Thursday, October 27, 2016

Rabbi Schwartz's Sermon for Kol Nidre 5777


XENOPHOBIA

EREV YOM KIPPUR 5777

RABBI BARRY L. SCHWARTZ


Let’s face it—the High Holy Days are when we are supposed to talk about what we don’t want to talk about.

It’s when we are supposed to confess our sins. No, that is not a Christian thing. It’s a Jewish thing. We were doing so a thousand years before Christianity was born. We no longer sacrifice goats. We use our words. Like our mothers taught us: Use your words. In the synagogue we use a lot of words. We confess ritualistically, through prayer.

One of those prayers, which we will recite on Yom Kippur, is called Ashamnu. You may have said it many times over the years without realizing that it goes in alphabetical order. The first letter of every sin goes straight through the aleph-bet from aleph to tav. The translators of the Reform prayer book wanted to replicate that in English. They got all the way to X and then said, "What sin begins with X?"

Well, it turns out that some smart guy realized that there is a very real, very significant sin that starts with X. It’s not a word you hear that often, unless you are preparing for the SATs or for a championship Scrabble tournament. But it’s a word we should all know. It’s a problem that we are all dealing with. It’s so important that I am devoting a whole sermon to it. The word is xenophobia. It means fear or hatred of the foreigner or stranger.

We live in xenophobic times. Yes, I know that immigration has been an issue throughout American history, and world history, but I do not recall it ever being more so in my lifetime than now.

Can we deny that it is a huge factor in our current presidential election? Can we deny that it is a huge factor in Brexit
the UK’s momentous decision to leave the European Union?

Can we deny that it is a huge factor in the global rise of right-wing, so called populist movements in Greece, Hungary, Austria, France, Russia… and even Israel?

The call to halt migrations
the call to build walls the call to ban Muslims… are birthed by real issues… but the radical solutions are driven by a phobiaan unreasonable fear or hatredthat clouds our mind and distorts our judgment.

Our history and our heritage have a lot to say about this. That is what I want to talk about this evening. At another time we might examine the economic and political factors responsible for the rise of xenophobia. But today I want to convey how strongly Judaism and the Jewish experience abhor xenophobia. How it contradicts the loftiest moral impulses of the Judeo-Christian heritage. How ultimately we are taught not to hate the stranger, but to love him.

Our Torah commences with the extraordinary declaration that the human being is created in the image of God.

Our Torah commands that we are to pursue holiness and that the highest expression of that holiness is to "love your neighbor as yourself."

Our Torah teaches, and this refrain repeats itself over and over again, "love the stranger, for you were strangers in the land of Egypt."

That is the classic statement of Jewish empathy. "For you were strangers." You have been there. You know what it is like. You were oppressed. You were outcasts. You know the heart of shunned and the exploited. You can more than sympathize; you can empathize because you lived through it.

I was in Egypt? I was at Sinai? How so? It’s called "corporate memory." We are part of a people that remember everything, that never forgets. As one of the people, as a member of the tribe, we are a part of that collective experience.

The whole point of the Passover Seder, arguably Judaism’s most important ritual, is to reenact the experience of liberation from slavery. And what is the single most important line of the Haggadah? B’cal dor hayav adam lirot et atmo k’ilu hu yatza m’mitzrayim. "In every generation each person must see himself as if he went out from Egypt."

• [Extracted information]
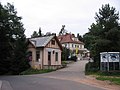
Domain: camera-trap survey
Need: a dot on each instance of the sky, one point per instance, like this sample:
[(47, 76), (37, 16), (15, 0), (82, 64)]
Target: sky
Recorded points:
[(50, 15)]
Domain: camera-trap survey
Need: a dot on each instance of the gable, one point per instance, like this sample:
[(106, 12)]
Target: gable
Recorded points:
[(54, 43)]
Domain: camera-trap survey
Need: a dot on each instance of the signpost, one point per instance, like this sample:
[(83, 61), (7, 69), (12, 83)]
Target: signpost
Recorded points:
[(110, 61)]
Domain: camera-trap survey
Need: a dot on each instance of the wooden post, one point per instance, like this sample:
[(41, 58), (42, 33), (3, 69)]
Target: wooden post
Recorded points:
[(107, 62)]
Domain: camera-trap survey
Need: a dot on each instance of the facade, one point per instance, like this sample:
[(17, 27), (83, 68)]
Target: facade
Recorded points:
[(71, 42), (45, 52)]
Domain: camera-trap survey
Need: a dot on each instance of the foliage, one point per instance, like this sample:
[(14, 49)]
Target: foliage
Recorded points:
[(12, 41), (104, 35), (36, 71)]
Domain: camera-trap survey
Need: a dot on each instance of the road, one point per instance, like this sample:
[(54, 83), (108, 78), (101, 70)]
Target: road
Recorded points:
[(64, 79)]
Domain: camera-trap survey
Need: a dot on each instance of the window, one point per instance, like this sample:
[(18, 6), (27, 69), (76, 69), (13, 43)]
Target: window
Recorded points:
[(49, 58), (53, 42), (72, 45), (37, 55), (56, 56)]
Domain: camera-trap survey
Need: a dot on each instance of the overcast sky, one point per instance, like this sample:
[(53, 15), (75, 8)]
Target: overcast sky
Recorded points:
[(50, 15)]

• [Set task] Which countries does the sermon name as places where right-wing, so-called populist movements are rising? The material is not needed for this.

• [Finished task] Greece, Hungary, Austria, France, Russia, and Israel.